BEGIN Entries provided

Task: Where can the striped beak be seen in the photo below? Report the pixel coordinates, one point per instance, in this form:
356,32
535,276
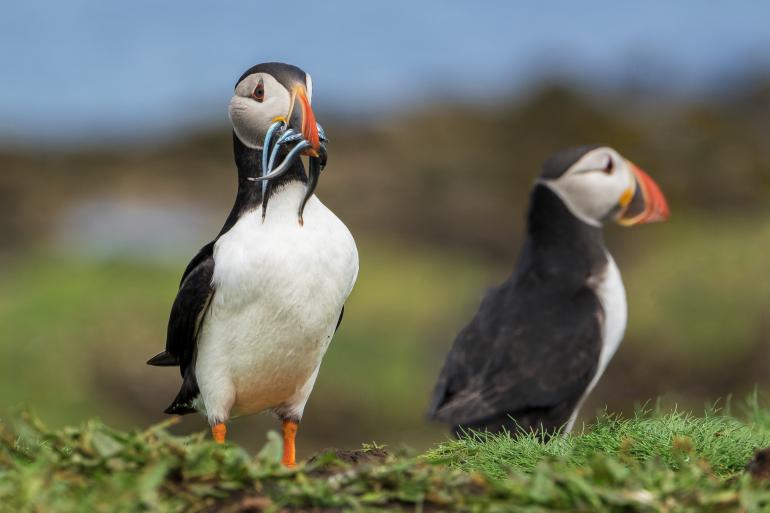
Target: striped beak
645,203
301,118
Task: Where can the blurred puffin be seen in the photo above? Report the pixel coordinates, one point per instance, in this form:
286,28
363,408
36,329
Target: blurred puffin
540,341
257,307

END Entries provided

When the entries above show the word "form" in a line, copy that line out.

Task: Where can the striped beak be seen in the photo below? Report the pixel coordinates, one point per instance, in this form:
Task: Where can the blurred puffin be seen in the photo above? Report the pixel coordinates, one point per instance, in this form:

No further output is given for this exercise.